• Stored data:
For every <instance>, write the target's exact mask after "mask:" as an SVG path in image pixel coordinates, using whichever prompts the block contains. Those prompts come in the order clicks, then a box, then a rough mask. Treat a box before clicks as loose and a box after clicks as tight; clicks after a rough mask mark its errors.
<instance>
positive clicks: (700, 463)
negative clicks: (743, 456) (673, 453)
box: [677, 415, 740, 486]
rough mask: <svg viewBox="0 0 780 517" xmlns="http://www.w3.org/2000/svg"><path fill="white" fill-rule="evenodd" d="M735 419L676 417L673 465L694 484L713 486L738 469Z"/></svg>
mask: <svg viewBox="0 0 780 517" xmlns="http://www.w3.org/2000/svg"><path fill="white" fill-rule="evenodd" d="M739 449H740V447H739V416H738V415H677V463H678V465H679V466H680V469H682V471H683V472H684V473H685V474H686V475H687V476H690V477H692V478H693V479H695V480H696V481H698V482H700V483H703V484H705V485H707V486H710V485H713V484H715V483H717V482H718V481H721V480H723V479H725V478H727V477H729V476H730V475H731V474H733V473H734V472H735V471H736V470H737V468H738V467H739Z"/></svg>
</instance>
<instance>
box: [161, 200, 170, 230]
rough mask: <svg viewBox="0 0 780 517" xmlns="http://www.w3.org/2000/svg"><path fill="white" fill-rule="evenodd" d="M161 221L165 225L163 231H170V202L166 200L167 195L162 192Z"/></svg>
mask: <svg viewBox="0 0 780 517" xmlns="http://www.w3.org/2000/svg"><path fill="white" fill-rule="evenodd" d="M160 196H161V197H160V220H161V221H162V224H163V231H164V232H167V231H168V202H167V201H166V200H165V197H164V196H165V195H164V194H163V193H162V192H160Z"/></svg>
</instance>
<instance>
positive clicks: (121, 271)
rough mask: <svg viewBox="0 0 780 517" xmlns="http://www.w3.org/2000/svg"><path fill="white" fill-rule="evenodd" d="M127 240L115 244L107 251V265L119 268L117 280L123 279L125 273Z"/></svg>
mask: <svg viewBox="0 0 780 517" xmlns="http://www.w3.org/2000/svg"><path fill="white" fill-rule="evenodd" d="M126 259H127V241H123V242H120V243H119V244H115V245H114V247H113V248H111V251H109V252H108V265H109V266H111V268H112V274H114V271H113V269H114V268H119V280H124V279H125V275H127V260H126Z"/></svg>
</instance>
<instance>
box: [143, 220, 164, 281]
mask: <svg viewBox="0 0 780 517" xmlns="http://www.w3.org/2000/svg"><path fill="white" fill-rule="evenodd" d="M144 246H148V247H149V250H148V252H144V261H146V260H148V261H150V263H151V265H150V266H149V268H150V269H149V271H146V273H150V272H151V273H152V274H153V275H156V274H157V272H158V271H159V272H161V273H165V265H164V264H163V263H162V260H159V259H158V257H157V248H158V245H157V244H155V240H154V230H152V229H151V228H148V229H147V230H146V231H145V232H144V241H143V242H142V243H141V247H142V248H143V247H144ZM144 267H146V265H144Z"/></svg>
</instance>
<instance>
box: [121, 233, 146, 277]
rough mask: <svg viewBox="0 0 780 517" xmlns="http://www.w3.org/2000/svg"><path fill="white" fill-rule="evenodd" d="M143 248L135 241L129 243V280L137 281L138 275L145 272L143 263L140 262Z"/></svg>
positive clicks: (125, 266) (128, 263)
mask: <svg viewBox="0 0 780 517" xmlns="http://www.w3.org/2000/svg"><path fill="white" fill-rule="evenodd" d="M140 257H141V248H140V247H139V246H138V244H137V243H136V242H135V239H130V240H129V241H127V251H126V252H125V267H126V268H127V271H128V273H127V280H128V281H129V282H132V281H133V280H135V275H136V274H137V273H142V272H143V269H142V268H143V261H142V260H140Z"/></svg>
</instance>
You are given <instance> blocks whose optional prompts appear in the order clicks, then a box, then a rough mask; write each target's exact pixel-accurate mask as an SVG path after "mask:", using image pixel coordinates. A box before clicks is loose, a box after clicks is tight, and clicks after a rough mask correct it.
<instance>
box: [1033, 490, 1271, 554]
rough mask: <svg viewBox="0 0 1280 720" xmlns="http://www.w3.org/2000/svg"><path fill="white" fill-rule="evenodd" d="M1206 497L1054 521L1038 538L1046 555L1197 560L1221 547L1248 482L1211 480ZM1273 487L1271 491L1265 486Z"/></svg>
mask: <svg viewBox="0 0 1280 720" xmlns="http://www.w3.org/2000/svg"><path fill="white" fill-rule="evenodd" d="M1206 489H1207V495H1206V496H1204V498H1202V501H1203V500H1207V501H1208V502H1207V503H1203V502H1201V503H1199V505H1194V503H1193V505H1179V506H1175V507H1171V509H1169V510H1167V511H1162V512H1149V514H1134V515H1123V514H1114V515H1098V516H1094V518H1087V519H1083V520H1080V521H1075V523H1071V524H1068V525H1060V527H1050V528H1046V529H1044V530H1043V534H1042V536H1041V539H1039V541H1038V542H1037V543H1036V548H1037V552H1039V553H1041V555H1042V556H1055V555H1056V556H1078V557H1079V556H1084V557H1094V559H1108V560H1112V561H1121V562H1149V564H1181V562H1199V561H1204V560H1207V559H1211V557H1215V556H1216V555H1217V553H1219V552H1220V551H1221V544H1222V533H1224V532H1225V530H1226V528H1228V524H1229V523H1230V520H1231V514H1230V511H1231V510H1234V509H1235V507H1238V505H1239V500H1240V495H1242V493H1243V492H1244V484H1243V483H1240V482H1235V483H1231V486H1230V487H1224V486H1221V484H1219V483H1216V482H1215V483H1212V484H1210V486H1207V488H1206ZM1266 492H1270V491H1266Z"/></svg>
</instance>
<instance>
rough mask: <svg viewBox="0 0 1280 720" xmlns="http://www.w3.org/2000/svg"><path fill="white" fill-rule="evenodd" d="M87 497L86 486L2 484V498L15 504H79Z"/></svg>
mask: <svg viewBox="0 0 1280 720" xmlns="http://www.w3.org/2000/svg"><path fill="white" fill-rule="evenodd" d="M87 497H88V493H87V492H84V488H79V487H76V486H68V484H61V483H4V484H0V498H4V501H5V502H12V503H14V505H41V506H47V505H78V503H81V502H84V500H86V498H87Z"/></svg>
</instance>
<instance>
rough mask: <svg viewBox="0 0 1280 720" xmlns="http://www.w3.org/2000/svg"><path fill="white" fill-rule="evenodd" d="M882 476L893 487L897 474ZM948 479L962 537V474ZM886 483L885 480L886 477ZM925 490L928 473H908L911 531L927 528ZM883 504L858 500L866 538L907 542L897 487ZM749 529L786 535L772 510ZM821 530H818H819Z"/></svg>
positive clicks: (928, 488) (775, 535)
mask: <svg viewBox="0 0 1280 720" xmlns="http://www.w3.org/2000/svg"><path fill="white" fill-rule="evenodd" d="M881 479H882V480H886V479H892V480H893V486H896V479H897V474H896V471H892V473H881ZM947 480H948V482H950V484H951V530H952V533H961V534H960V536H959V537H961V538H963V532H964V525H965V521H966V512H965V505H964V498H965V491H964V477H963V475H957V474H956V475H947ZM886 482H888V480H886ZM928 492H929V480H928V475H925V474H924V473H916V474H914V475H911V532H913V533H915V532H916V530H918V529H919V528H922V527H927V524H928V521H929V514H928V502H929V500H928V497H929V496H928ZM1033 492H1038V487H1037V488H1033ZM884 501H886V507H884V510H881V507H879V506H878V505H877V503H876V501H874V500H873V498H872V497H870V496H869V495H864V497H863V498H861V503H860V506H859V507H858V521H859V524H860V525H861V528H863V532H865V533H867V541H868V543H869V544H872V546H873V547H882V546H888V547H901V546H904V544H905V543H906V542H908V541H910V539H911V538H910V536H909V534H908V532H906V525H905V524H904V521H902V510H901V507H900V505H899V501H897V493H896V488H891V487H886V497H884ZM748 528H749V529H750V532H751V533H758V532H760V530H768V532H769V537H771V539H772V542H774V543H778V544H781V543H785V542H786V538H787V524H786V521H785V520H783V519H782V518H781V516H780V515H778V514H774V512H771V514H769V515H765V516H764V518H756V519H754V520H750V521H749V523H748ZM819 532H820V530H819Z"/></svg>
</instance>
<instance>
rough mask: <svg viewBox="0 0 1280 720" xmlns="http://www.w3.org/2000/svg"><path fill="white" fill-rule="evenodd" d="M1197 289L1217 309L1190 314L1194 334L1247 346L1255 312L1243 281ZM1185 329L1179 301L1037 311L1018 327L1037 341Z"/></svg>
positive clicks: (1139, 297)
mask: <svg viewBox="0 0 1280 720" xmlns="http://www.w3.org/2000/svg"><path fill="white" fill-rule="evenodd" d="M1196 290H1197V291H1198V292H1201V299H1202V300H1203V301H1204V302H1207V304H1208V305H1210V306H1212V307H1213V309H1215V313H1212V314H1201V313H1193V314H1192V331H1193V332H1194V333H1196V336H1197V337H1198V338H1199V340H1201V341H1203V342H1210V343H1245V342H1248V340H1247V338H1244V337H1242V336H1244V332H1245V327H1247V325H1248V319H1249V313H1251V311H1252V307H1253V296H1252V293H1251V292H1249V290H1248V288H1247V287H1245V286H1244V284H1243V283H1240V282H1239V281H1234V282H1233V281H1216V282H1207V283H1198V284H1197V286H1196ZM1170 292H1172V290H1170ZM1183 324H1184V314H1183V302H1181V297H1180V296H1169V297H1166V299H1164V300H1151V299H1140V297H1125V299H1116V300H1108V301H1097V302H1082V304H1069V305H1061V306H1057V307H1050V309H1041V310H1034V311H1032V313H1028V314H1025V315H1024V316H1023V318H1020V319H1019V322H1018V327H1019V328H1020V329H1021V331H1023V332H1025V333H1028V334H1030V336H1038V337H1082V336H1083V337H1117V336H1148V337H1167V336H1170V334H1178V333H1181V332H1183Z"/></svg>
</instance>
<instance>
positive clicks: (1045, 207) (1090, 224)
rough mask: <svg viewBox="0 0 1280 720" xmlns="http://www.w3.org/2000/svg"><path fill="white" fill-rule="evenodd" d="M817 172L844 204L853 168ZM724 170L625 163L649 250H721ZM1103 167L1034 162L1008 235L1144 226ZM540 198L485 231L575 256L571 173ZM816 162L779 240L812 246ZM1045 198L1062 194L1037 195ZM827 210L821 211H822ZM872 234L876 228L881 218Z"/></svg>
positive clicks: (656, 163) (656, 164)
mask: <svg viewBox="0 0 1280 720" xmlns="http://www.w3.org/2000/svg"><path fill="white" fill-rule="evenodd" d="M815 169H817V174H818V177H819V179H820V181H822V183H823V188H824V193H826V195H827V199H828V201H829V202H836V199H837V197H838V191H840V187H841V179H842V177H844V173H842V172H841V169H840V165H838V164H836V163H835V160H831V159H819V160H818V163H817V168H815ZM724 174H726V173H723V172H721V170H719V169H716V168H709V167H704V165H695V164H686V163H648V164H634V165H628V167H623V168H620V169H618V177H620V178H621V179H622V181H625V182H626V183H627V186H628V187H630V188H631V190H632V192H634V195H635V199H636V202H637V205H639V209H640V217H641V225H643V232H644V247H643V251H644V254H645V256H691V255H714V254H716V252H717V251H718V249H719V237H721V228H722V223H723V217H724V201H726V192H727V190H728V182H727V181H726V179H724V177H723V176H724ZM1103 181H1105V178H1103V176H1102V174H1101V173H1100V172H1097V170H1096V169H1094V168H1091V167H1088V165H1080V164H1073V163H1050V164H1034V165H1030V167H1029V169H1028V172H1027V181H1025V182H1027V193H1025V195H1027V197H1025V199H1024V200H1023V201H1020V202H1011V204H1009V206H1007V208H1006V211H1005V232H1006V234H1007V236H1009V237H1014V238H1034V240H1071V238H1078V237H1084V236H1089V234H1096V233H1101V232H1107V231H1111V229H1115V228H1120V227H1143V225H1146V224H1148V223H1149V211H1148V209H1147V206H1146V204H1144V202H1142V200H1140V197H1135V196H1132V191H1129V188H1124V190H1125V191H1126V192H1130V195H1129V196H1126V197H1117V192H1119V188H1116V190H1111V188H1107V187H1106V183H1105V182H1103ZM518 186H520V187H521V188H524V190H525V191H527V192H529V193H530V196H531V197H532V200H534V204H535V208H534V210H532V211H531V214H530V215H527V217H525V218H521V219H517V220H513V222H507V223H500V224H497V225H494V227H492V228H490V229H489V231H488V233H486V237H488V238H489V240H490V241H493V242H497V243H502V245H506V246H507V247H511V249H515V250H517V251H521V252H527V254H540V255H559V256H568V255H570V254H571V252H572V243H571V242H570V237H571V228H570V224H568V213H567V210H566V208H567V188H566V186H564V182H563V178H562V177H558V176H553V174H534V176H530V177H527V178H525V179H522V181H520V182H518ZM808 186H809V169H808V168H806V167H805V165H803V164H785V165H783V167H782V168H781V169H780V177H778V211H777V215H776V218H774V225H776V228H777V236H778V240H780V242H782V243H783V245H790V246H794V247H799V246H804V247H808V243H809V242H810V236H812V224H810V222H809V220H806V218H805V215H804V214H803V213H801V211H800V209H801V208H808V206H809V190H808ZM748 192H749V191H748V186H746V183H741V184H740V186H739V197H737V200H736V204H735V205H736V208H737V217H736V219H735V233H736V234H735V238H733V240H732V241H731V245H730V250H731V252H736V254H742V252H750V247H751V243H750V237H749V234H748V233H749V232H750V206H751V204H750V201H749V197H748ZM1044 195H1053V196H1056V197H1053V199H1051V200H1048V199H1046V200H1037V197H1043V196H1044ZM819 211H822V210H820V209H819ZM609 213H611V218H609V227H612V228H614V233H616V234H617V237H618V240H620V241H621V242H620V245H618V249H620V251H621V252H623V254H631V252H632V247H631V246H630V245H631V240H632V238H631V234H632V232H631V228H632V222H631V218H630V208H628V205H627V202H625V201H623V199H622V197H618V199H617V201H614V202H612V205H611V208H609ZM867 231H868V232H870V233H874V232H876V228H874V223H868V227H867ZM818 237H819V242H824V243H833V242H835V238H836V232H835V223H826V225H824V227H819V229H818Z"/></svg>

• Problem details: Your answer must be the lines from the first line of the entries above through the line that contains "box: [677, 415, 740, 486]", written out exactly.

• Response for this exercise:
For every <instance>, write the target's exact mask after "mask:" as an SVG path in image pixel coordinates, using whichever prompts the block contains. Those prompts come in the order clicks, then a box, then a rough mask. Treat a box before clicks as loose and a box after clicks as tight; clicks after a rough mask mark its errors.
<instance>
positive clicks: (700, 463)
negative clicks: (743, 456) (673, 453)
box: [677, 415, 740, 486]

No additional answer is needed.